#### [Set tasks]
1) Quote the SDP-Codec text word for word, starting with "SDP-Codec: A Speaker-Decoupled" and going on through "in the paper.".
2) According to the SDP-Codec text, why does the codec inject normalized F0 into the local stream? Answer in one to three sentences.

SDP-Codec: A Speaker-Decoupled Speech Codec with Pitch Injection for Low-Bitrate Coding and Zero-Shot Voice Conversion

SDP-Codec — method overview

SDP-Codec is a low-bitrate speech codec that separates speaker identity from content and prosody to enable high-quality speech reconstruction and zero-shot voice conversion. It uses a single-stage training method with pitch injection to reduce speaker leakage and improve voice conversion accuracy.

  • voice-conversion
  • prosody
  • speech-to-speech
  • low-latency

Demos

These demos show SDP-Codec’s performance on low-bitrate speech coding and zero-shot voice conversion using 24 kHz LibriTTS data. They highlight key metrics including speech quality, pitch preservation, and speaker accuracy during reconstruction and voice conversion. Watch how well the codec maintains naturalness and speaker identity as claimed in the paper.

Authors: Hounsu Kim, Juhan Nam

Categories: cs.SD, eess.AS

Comment: Accepted to Interspeech 2026. Code and demo: https://github.com/hanshounsu/sdpcodec-open/

Published 2026-06-19 · Updated 2026-06-19

Abstract

Speaker-decoupled speech codecs can reduce bitrate by separating global speaker attributes from local content and prosody, while supporting voice conversion. Existing speaker-decoupled codecs face a trade-off: methods that explicitly suppress speaker leakage often rely on multi-stage or auxiliary training, whereas simpler designs can leave residual speaker information in local tokens. We propose SDP-Codec, a speaker-decoupled, pitch-injected codec trained with a single-stage optimization pipeline. SDP-Codec derives local tokens from continuous pre-quantization features of a pretrained self-supervised encoder and injects normalized F0 via a pitch encoder-decoder with global-conditioned denormalization and soft-label pitch reconstruction objective. Across 16 kHz and 24 kHz settings, SDP-Codec achieves competitive reconstruction and strong zero-shot voice conversion at comparable bitrates, with the lowest speaker-probing accuracy among compared systems, suggesting reduced speaker leakage.


Introduction

SDP-Codec is a neural speech codec designed to reduce bitrate by explicitly separating speech into a global speaker branch and a local content/prosody branch, while still supporting zero-shot voice conversion. The paper is motivated by a practical tension in speaker-decoupled codecs: systems that aggressively suppress speaker leakage often require multi-stage or auxiliary training, whereas simpler systems can leave residual speaker identity in the local tokens. The authors propose a single-stage alternative that combines three ideas: (1) re-quantizing continuous pre-quantization self-supervised features instead of using the already-discretized vq-wav2vec units, (2) injecting normalized $F_0$ into the local stream so prosody is preserved without carrying absolute speaker pitch range, and (3) using a global-conditioned pitch decoder that reconstructs the original pitch contour with a soft-label objective.

Dataset records about object locations:
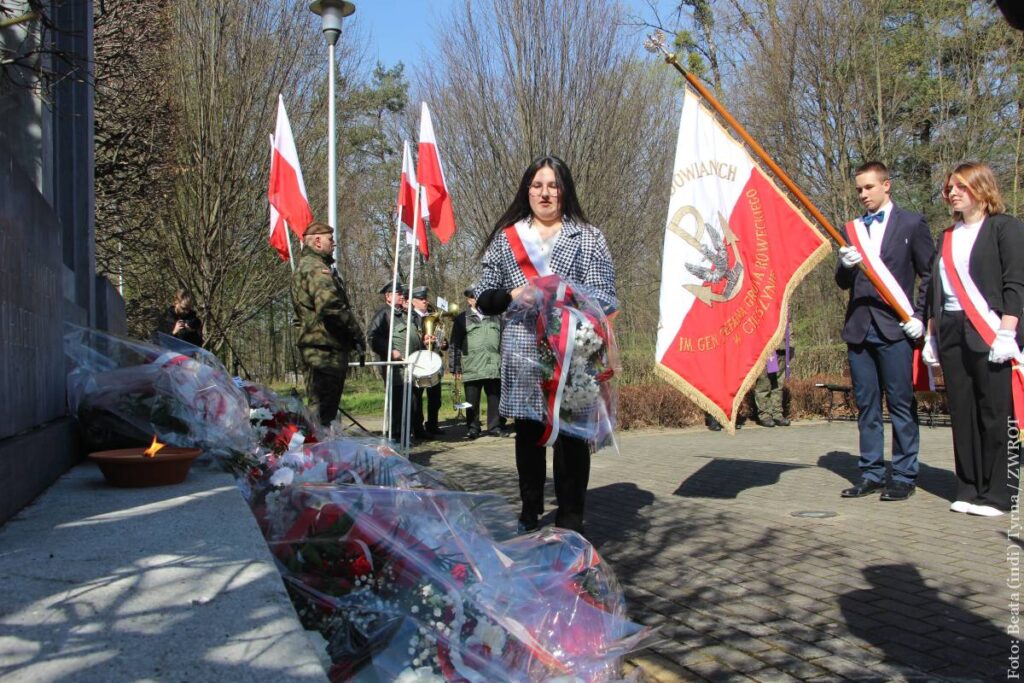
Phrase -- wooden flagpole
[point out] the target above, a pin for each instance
(656, 43)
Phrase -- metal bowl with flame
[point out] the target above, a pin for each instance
(157, 466)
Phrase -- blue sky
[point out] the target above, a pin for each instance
(399, 30)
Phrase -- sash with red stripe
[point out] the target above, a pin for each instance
(923, 378)
(984, 319)
(526, 250)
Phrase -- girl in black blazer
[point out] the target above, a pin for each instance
(988, 246)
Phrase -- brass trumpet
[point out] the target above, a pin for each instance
(435, 319)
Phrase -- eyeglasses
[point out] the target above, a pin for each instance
(960, 187)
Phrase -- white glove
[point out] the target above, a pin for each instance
(913, 329)
(849, 257)
(929, 354)
(1005, 346)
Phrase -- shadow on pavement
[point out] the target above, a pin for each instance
(974, 648)
(727, 477)
(936, 481)
(628, 501)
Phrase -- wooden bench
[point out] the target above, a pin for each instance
(933, 416)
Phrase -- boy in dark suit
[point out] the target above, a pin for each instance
(879, 345)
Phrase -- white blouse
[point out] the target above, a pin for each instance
(964, 238)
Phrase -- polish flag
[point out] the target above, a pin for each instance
(408, 188)
(288, 191)
(431, 177)
(734, 251)
(279, 233)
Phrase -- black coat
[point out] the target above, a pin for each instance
(996, 266)
(907, 250)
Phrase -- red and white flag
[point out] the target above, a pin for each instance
(279, 233)
(288, 191)
(408, 210)
(734, 250)
(431, 176)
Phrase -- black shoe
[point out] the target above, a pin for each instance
(897, 491)
(865, 487)
(526, 527)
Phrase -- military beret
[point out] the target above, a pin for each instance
(317, 228)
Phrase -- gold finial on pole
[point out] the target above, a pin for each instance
(655, 44)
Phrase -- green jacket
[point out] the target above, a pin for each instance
(328, 329)
(476, 347)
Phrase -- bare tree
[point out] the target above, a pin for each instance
(518, 79)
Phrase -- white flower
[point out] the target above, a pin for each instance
(297, 440)
(421, 675)
(283, 476)
(316, 474)
(259, 415)
(489, 635)
(293, 459)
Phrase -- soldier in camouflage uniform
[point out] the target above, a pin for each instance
(329, 331)
(394, 348)
(475, 357)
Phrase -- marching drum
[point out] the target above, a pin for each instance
(426, 367)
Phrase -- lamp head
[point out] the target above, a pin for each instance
(331, 12)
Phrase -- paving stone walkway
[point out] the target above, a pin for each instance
(741, 551)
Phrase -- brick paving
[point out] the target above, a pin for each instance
(700, 530)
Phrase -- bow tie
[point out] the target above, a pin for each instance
(871, 217)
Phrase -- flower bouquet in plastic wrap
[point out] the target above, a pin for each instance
(276, 419)
(340, 461)
(565, 375)
(409, 585)
(123, 391)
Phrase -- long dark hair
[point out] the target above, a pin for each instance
(519, 208)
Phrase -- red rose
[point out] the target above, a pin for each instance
(459, 572)
(360, 566)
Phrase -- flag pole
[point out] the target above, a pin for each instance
(407, 403)
(389, 382)
(288, 236)
(655, 43)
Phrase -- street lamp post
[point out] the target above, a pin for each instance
(331, 13)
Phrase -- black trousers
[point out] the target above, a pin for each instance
(433, 403)
(493, 389)
(981, 408)
(417, 422)
(324, 389)
(571, 466)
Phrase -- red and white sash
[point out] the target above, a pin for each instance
(923, 377)
(857, 232)
(526, 249)
(984, 319)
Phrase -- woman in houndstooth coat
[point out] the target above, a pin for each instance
(543, 231)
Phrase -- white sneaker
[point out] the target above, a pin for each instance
(985, 511)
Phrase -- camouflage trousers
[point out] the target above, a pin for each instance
(324, 388)
(768, 395)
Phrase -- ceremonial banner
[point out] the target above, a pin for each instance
(279, 233)
(287, 190)
(408, 189)
(431, 176)
(734, 250)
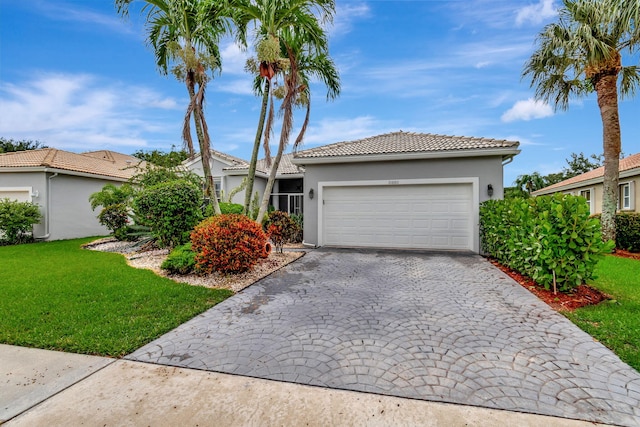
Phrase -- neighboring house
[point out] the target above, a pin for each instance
(228, 173)
(60, 182)
(589, 185)
(401, 190)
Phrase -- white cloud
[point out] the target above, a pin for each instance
(346, 14)
(527, 110)
(536, 13)
(73, 13)
(81, 112)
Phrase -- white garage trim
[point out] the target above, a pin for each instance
(474, 244)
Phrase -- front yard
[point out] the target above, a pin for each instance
(58, 296)
(61, 297)
(615, 323)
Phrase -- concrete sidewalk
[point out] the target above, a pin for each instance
(42, 387)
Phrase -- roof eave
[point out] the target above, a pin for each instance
(62, 171)
(505, 152)
(586, 183)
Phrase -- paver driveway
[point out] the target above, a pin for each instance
(436, 326)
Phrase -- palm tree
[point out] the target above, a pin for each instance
(271, 18)
(582, 53)
(300, 51)
(186, 33)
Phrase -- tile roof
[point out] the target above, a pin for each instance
(286, 167)
(103, 163)
(404, 142)
(628, 163)
(235, 161)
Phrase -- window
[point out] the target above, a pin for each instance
(587, 195)
(625, 196)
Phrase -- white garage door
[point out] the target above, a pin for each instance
(426, 216)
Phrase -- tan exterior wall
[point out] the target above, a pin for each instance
(597, 194)
(488, 170)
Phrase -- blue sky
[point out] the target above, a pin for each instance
(78, 77)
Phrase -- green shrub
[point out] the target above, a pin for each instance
(171, 209)
(229, 243)
(280, 228)
(111, 195)
(628, 231)
(299, 220)
(544, 238)
(181, 260)
(115, 218)
(17, 220)
(230, 208)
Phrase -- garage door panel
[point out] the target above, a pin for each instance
(403, 216)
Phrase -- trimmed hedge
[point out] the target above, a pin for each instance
(17, 220)
(543, 237)
(228, 243)
(171, 209)
(627, 231)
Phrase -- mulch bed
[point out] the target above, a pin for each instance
(581, 296)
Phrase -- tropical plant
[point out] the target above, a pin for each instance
(229, 243)
(160, 158)
(582, 53)
(280, 228)
(10, 145)
(305, 56)
(185, 33)
(17, 220)
(170, 209)
(272, 18)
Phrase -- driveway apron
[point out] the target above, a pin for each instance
(445, 327)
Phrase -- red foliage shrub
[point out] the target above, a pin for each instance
(229, 243)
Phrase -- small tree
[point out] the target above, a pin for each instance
(170, 209)
(17, 220)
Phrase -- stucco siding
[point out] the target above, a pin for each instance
(487, 170)
(38, 184)
(597, 193)
(70, 212)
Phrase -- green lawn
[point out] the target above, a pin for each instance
(615, 323)
(58, 296)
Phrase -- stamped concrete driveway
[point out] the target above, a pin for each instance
(444, 327)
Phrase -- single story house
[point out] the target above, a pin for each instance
(401, 190)
(228, 173)
(589, 185)
(60, 182)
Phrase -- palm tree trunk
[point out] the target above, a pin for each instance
(607, 91)
(256, 148)
(287, 123)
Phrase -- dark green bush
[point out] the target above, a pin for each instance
(181, 260)
(544, 237)
(17, 220)
(628, 231)
(280, 228)
(171, 209)
(227, 208)
(115, 217)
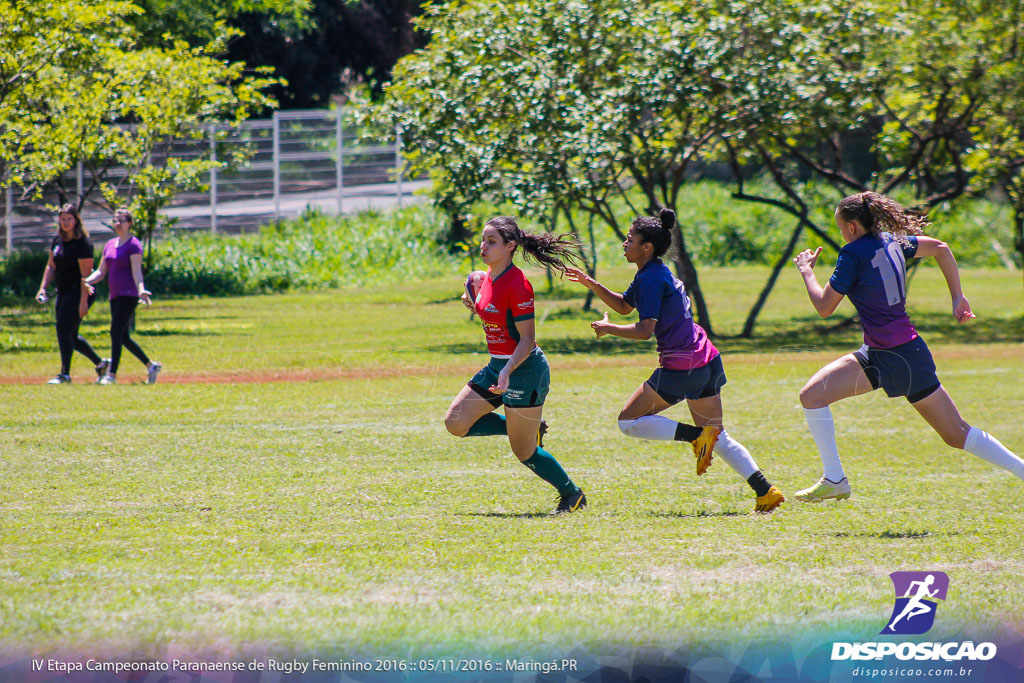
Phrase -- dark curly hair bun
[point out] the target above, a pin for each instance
(668, 218)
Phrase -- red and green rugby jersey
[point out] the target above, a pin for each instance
(503, 301)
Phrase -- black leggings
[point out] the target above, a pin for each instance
(121, 312)
(68, 338)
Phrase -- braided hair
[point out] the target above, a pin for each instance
(657, 231)
(544, 249)
(878, 214)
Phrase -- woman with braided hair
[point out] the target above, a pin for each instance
(690, 368)
(517, 376)
(881, 235)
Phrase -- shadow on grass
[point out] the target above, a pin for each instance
(506, 515)
(161, 332)
(891, 534)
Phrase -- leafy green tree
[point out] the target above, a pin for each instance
(118, 105)
(555, 108)
(835, 98)
(39, 40)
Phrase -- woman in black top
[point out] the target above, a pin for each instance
(70, 261)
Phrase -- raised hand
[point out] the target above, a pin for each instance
(962, 309)
(601, 327)
(806, 259)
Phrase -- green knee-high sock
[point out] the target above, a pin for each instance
(546, 467)
(491, 424)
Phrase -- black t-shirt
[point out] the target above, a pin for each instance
(66, 256)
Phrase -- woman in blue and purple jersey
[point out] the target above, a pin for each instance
(871, 270)
(690, 368)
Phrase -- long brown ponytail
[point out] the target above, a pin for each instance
(878, 214)
(543, 249)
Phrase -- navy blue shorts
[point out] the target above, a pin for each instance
(906, 370)
(675, 385)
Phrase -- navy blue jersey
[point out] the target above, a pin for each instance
(871, 271)
(655, 293)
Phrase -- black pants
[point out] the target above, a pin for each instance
(68, 338)
(122, 309)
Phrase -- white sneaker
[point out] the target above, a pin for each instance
(824, 489)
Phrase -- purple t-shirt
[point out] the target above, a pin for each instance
(121, 282)
(654, 292)
(872, 272)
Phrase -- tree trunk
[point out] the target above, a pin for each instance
(458, 233)
(688, 274)
(1019, 224)
(752, 316)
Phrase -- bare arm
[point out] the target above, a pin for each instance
(611, 299)
(97, 275)
(824, 299)
(136, 273)
(641, 330)
(47, 279)
(84, 267)
(947, 263)
(527, 340)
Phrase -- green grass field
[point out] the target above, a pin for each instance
(327, 509)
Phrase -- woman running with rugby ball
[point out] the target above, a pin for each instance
(518, 375)
(871, 270)
(690, 367)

#### [Answers below]
1)
SDP-Codec: A Speaker-Decoupled Speech Codec with Pitch Injection for Low-Bitrate Coding and Zero-Shot Voice Conversion

SDP-Codec — method overview

SDP-Codec is a low-bitrate speech codec that separates speaker identity from content and prosody to enable high-quality speech reconstruction and zero-shot voice conversion. It uses a single-stage training method with pitch injection to reduce speaker leakage and improve voice conversion accuracy.

  • voice-conversion
  • prosody
  • speech-to-speech
  • low-latency

Demos

These demos show SDP-Codec’s performance on low-bitrate speech coding and zero-shot voice conversion using 24 kHz LibriTTS data. They highlight key metrics including speech quality, pitch preservation, and speaker accuracy during reconstruction and voice conversion. Watch how well the codec maintains naturalness and speaker identity as claimed in the paper.

2) Normalized F0 is injected so that prosody is preserved in the local stream without that stream carrying the speaker's absolute pitch range.